• _Selected text_:
##############################
Across Pennsylvania, nearly 64,000 residents of nursing and personal care homes have contracted the virus to date. About 11,500 have died, representing more than 50% of the statewide toll, according to the Health Department.

Sen. John Yudichak of Luzerne County, an independent who caucuses with the GOP, complained that neighboring Ohio and New York have each vaccinated tens of thousands more long-term care residents than Pennsylvania, whose population is one of the oldest in the nation.

“The numbers here in Pennsylvania do not tell a good tale,” he said.

Alison Beam, recently tapped by Democratic Gov. Tom Wolf as acting health secretary, replied to Yudichak that vaccinating residents of long-term care facilities “has come first and foremost" since the shots became available in December.

Like nearly every other state, Pennsylvania relies on a federal government partnership with CVS and Walgreens to administer the vaccine at long-term care facilities.
##############################
• _Extracted data_:

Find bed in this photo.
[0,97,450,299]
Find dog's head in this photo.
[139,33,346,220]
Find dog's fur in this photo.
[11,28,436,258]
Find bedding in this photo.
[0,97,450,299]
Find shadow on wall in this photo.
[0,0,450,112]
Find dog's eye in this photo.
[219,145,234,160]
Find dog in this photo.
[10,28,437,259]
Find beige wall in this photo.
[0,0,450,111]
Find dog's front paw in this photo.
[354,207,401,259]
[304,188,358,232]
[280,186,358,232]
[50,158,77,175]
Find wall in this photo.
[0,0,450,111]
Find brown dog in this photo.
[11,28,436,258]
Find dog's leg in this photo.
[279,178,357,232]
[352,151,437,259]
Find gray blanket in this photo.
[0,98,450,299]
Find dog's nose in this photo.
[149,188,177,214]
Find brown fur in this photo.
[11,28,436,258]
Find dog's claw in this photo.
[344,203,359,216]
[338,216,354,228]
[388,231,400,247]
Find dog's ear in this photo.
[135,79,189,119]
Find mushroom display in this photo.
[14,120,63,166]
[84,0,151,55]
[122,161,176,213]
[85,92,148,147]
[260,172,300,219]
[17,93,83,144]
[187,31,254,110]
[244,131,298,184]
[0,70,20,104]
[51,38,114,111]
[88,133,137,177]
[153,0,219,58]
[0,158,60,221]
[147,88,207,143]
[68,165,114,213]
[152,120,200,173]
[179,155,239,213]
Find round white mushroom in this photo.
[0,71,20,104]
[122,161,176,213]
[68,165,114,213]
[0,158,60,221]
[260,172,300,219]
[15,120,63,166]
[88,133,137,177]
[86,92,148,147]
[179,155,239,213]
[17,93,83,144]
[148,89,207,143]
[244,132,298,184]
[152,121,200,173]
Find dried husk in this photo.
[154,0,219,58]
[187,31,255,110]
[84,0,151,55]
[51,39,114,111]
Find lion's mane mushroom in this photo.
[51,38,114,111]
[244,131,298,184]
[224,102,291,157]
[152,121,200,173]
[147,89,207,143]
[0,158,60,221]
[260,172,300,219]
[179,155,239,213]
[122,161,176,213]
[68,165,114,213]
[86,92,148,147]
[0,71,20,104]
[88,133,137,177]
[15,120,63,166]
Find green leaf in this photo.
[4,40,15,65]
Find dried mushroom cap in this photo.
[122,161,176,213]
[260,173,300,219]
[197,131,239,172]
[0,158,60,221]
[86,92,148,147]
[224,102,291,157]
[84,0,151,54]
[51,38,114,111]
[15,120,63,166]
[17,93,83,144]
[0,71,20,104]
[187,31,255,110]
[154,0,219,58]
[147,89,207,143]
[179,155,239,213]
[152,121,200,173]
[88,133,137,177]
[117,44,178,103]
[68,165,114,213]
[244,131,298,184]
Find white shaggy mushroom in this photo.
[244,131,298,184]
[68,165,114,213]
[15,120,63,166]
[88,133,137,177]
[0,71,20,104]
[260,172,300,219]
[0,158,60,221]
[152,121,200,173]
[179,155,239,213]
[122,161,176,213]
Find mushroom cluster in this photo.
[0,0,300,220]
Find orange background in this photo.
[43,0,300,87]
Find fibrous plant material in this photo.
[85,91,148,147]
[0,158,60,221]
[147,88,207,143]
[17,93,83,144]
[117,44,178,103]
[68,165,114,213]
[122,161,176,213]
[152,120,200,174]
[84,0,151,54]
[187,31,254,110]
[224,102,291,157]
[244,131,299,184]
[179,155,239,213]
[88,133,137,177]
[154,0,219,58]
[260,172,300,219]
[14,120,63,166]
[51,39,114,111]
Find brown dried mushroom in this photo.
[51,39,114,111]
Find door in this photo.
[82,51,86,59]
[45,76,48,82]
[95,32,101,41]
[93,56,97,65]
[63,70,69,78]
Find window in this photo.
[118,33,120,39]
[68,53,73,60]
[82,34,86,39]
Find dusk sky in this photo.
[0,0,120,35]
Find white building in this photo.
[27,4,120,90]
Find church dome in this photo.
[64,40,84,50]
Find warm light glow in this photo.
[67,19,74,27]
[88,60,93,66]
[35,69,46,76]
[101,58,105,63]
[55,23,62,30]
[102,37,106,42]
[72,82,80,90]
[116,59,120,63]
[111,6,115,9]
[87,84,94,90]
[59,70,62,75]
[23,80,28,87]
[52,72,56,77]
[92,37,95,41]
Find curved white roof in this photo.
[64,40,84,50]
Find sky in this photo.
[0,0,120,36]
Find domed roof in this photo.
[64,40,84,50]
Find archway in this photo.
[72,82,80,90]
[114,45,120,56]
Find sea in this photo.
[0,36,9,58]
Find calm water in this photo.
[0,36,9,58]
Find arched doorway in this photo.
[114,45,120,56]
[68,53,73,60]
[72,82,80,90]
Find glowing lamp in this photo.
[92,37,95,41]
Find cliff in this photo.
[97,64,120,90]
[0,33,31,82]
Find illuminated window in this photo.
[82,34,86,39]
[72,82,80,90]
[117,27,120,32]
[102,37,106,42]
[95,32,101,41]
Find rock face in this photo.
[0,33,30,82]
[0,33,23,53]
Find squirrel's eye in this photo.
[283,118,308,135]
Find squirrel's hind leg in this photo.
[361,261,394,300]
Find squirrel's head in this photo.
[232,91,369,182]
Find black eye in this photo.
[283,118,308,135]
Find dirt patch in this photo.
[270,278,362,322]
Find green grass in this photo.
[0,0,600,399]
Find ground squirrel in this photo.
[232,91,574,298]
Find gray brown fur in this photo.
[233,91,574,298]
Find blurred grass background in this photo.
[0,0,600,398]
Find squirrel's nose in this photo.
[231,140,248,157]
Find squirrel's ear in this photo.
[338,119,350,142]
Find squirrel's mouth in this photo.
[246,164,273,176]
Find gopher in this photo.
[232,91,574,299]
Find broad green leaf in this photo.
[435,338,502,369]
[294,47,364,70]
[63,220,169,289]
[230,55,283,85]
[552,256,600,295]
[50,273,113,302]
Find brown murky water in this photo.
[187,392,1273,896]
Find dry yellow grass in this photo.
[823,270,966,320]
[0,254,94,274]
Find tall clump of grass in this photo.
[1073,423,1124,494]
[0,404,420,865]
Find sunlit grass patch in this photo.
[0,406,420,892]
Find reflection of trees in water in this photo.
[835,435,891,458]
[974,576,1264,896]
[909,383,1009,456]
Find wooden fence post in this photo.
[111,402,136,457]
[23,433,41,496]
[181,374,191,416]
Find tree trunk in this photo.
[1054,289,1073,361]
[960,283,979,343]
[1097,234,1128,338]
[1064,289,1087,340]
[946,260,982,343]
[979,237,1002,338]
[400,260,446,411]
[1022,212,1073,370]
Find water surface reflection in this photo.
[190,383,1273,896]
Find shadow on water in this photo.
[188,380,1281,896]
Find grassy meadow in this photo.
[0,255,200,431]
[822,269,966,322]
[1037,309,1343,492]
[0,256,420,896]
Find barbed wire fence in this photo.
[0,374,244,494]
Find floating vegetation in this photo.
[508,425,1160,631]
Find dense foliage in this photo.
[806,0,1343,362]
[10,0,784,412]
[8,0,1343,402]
##############################
• _Your goal_: Quote the passage on Pennsylvania's nursing home vaccinations word for word, beginning at "Sen. John Yudichak" and stopping after "long-term care facilities.".

• _Exercise response_:
Sen. John Yudichak of Luzerne County, an independent who caucuses with the GOP, complained that neighboring Ohio and New York have each vaccinated tens of thousands more long-term care residents than Pennsylvania, whose population is one of the oldest in the nation.

“The numbers here in Pennsylvania do not tell a good tale,” he said.

Alison Beam, recently tapped by Democratic Gov. Tom Wolf as acting health secretary, replied to Yudichak that vaccinating residents of long-term care facilities “has come first and foremost" since the shots became available in December.

Like nearly every other state, Pennsylvania relies on a federal government partnership with CVS and Walgreens to administer the vaccine at long-term care facilities.